■ Written exercise ■
Please give the material again from the line containing "[locate] limestone rock" through the end, both included, changing "overcast" to "cloudy" and leaving everything else as it is.
[BEGIN]
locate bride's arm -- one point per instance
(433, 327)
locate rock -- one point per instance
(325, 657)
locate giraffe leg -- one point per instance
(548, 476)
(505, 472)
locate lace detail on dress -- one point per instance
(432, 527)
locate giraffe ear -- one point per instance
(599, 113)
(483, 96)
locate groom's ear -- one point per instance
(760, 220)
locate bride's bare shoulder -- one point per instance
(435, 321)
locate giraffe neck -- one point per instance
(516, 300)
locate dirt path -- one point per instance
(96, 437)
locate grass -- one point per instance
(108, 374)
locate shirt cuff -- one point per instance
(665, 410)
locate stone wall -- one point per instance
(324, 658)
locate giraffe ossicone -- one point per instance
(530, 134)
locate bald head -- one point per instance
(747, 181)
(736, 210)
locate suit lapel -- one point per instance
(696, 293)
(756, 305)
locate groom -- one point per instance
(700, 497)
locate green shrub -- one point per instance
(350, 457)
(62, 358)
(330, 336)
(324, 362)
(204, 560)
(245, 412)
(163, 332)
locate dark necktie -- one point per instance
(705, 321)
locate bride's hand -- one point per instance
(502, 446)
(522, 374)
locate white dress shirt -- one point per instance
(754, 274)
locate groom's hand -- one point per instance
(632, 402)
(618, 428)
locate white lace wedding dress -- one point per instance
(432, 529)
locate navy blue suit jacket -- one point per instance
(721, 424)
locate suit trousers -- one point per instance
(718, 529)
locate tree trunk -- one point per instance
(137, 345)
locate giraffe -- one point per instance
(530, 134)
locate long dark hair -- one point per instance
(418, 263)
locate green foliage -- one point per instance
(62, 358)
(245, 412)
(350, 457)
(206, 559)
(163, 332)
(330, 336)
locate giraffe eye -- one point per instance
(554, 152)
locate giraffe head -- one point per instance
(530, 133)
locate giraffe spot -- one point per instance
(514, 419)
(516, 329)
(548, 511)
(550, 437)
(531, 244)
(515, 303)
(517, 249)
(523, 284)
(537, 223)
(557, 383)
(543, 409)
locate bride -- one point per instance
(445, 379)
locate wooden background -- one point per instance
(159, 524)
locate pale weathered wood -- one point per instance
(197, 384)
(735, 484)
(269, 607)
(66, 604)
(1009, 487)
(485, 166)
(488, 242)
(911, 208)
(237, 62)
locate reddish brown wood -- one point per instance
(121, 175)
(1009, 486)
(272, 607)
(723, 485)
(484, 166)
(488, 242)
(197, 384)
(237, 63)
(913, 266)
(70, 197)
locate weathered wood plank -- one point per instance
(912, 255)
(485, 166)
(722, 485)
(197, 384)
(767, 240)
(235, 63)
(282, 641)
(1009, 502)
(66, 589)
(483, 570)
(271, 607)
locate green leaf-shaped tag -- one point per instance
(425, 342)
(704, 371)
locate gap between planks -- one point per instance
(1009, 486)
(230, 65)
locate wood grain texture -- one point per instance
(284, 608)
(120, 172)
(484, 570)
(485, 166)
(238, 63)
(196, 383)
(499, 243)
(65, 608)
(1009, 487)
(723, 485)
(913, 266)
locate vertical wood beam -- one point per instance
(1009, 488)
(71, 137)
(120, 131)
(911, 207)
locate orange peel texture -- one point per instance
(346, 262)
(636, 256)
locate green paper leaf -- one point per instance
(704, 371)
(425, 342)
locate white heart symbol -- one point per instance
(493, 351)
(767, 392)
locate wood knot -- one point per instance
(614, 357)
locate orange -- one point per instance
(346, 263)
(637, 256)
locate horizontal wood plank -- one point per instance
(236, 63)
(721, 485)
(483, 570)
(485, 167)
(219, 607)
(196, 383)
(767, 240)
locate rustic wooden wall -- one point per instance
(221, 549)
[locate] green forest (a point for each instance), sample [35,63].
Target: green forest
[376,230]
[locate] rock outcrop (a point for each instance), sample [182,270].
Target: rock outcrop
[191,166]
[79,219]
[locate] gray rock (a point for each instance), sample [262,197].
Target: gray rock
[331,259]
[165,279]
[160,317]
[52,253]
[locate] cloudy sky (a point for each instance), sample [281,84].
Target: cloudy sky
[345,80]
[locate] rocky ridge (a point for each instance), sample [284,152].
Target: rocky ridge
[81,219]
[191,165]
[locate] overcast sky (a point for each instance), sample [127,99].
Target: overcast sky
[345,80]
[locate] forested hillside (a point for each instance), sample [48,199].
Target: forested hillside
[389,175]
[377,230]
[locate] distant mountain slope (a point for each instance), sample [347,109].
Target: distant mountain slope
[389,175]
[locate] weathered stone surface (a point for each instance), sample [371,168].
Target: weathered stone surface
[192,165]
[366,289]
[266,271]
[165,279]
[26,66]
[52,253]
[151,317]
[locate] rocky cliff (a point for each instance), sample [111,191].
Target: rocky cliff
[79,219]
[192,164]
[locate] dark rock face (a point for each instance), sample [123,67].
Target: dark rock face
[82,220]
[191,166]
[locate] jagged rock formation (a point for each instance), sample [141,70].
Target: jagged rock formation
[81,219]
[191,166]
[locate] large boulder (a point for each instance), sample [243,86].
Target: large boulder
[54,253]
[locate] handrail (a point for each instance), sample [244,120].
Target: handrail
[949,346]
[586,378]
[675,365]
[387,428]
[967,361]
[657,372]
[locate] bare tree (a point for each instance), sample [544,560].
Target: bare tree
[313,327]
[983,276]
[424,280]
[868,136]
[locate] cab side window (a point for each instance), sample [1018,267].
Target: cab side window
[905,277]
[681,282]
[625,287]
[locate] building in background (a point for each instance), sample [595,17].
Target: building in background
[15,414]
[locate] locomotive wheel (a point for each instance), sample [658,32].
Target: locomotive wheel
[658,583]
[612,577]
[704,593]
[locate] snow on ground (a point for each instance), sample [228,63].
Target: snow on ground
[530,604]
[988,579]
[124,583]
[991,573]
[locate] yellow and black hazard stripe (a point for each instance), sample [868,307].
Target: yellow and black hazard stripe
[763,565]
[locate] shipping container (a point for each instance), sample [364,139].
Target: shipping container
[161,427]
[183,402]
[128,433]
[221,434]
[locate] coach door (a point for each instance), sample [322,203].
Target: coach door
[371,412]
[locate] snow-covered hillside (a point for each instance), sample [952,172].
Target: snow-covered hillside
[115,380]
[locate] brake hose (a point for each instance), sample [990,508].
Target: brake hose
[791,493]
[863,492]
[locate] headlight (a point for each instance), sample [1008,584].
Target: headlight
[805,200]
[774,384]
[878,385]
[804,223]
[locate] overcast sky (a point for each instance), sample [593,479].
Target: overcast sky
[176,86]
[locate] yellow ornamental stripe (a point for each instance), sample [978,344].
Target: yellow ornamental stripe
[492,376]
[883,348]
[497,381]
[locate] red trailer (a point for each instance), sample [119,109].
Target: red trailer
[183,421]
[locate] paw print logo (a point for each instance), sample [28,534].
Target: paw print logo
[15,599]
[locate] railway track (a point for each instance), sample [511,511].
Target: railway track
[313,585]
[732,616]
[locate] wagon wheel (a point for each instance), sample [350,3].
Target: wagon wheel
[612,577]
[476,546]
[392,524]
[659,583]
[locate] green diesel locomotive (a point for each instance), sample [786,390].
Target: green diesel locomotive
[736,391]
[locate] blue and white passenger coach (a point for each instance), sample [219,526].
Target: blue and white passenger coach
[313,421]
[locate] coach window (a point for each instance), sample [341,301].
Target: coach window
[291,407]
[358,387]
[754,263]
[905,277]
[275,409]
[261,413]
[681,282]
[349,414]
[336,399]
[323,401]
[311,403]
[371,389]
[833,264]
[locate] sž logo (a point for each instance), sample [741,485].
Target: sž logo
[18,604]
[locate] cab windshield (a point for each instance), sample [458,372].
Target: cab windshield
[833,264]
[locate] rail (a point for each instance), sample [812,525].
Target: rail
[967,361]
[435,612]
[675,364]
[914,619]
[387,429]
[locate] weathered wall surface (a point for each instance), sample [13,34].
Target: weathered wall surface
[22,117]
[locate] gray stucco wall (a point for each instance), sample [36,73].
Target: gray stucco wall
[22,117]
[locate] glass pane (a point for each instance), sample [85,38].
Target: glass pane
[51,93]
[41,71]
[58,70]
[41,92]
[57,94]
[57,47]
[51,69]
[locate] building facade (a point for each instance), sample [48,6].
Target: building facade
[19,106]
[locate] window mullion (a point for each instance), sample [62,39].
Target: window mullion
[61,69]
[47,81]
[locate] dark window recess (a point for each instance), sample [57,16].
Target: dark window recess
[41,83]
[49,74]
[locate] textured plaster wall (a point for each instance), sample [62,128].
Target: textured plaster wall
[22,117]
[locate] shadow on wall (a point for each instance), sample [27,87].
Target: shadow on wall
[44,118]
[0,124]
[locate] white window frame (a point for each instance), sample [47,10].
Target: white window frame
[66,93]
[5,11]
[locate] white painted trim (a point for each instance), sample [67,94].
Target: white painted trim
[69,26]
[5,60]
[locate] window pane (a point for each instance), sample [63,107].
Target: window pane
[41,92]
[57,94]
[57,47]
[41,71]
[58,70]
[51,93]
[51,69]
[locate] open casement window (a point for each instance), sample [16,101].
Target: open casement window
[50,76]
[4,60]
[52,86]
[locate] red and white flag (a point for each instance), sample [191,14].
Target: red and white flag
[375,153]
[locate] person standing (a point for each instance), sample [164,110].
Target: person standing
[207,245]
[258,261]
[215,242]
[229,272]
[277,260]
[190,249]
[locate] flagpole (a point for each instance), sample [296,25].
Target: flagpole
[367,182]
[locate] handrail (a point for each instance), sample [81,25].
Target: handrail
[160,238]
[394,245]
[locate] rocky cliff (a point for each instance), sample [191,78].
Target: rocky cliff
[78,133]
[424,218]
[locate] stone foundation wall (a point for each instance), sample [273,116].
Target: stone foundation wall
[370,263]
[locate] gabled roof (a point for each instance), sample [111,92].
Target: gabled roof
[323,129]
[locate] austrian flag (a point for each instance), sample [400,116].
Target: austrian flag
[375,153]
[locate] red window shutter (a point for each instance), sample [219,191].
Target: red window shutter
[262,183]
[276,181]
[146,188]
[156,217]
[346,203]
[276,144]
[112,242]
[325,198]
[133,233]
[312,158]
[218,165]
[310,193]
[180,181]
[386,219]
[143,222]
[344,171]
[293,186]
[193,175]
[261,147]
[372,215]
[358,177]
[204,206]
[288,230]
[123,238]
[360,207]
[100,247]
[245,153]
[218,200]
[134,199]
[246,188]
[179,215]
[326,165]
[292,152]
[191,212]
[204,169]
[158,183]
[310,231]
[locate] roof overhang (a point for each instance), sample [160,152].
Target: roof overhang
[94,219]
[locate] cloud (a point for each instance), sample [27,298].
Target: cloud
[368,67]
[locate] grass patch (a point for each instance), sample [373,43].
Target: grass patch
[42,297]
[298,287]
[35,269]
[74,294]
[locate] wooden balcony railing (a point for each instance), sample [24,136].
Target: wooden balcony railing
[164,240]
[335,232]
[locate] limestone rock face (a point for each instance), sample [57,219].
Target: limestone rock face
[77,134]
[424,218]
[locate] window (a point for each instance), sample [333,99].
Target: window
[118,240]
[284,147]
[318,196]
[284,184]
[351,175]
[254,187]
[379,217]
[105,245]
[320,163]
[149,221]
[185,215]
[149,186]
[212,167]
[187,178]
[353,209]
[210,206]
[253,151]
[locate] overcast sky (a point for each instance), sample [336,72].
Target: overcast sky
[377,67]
[END]
■ Exercise output ■
[locate] limestone rock face (a point for each instance), sample [57,219].
Target: limestone rock face
[77,134]
[424,218]
[locate] window (a point for each instance), sample [333,99].
Target: window
[118,240]
[284,147]
[318,196]
[284,184]
[351,175]
[254,187]
[379,217]
[105,245]
[320,163]
[149,221]
[185,215]
[149,186]
[212,167]
[187,178]
[353,209]
[210,206]
[253,151]
[locate] cloudy sky (a point for each instance), sample [336,72].
Target: cloudy sky
[377,67]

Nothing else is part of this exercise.